PROVIDED PASSAGE >>
++++++++++

Mining Health-related Cause-Effect Statements with High Precision at Large Scale

This repository contains code to train several termhood scores for the efficient and effective extraction of health-related phrases from large scale corpora. For more information, see our paper Mining Health-related Cause-Effect Statements with High Precision at Large Scale (COLING'22). A large scale resource of health-related cause-effect statements and sentences, the Webis Health CauseNet 2022, can be found on Zenodo.

Corpora

To fully evaluate all approaches several prerequisite datasets need to downloaded. First, a Wikipedia (https://dumps.wikimedia.org/), PubMed (https://pubmed.ncbi.nlm.nih.gov/download/, https://ftp.ncbi.nlm.nih.gov/pubmed/baseline/), PubMed Central (https://www.ncbi.nlm.nih.gov/pmc/tools/textmining/, https://ftp.ncbi.nlm.nih.gov/pub/pmc/) and NCBI Bookshelf (https://www.ncbi.nlm.nih.gov/books/about/ftp/, https://ftp.ncbi.nlm.nih.gov/pub/litarch/) dump need to be downloaded. The Encyclopedia corpus can be scraped using the scraping scripts in the encyclopedia directory. All corpora download locations then need to be linked in the health_causenet/constants.py file.

Termhood Scores

To use the termhood scores, n-gram corpus frequencies need to computed for each corpus. This can be done using the health_causenet/cf.py script. The NCBI ids of the specific textbooks are contained in the data/textbook_ids.txt file and should be passed as an argument to the python script when parsing the textbook corpus frequencies.

++++++++++

DATA EXCERPT >>
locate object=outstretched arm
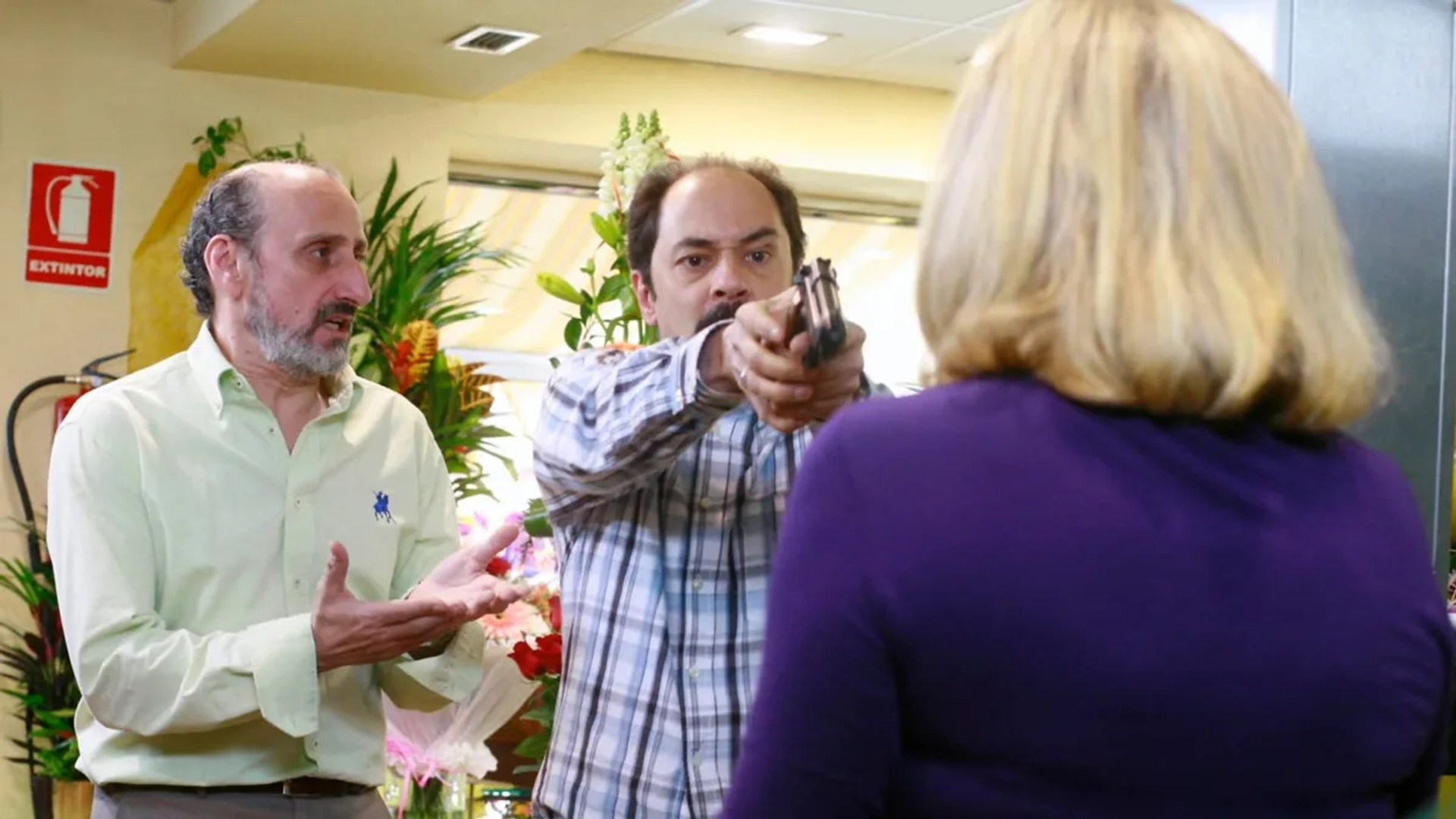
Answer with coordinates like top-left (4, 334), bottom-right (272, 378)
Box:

++++++++++

PROBLEM TO WORK ON >>
Carry on the repository README about mining health-related cause-effect statements, picking up after its last sentence.

EXERCISE RESPONSE >>
Vocabulary Approaches

Running the vocabulary approaches first requires downloading the UMLS (https://www.nlm.nih.gov/research/umls/licensedcontent/umlsknowledgesources.html) and creating the Full UMLS and RxNorm + SNOMEDCT subsets. We refer to the instruction manual of the Metamorphosys complete instructions of how to setup this step (https://www.ncbi.nlm.nih.gov/books/NBK9683/). After creating both vocabularies, their paths also need to linked to in the health_causenet/constants.py file.

Detailed instructions for how to run cTakes and MetaMap can be found in the ctakes/ and metamap/ directories.

Enabling the custom vocabularies to be used with QuickUMLS requires running the quickumls install script python -m quickumls.install {PATH_TO_UMLS_DIR} {TARGET_DIR}. create_quick_umls_dbs.sh is an example script to creating the necessary files. The location of the QuickUMLS databases needs to be linked using health_causenet/constants.py file.

Enabling the custom vocabularies to be used with ScispaCy requires running the create_scispacy_umls_kb.py script. It takes the directory containing the META UMLS directory and the target directory to save the ScispaCy vectors as parameters. The location of the ScispaCy vectors needs to be linked using the health_causenet/constants.py file.

BERT Approaches

Scripts to fine-tune BERT models on the health-related phrase detection task can be found in the health_bert directory. First, the corpora need to be preprocessed using python -m health_bert.data script. It takes a Wikipedia, PubMed or Encyclopedia corpus path as input and writes the sentences or noun phrases to a specified text file. The text files can then be passed as argument to the health_bert/train.py script to fine-tune pretrained BERT models. Call python -m health_bert.train -h for a list of parameters to adjust training. An example script for fine-tuning on a slurm cluster is contained in sbatch-train-health-bert.sh.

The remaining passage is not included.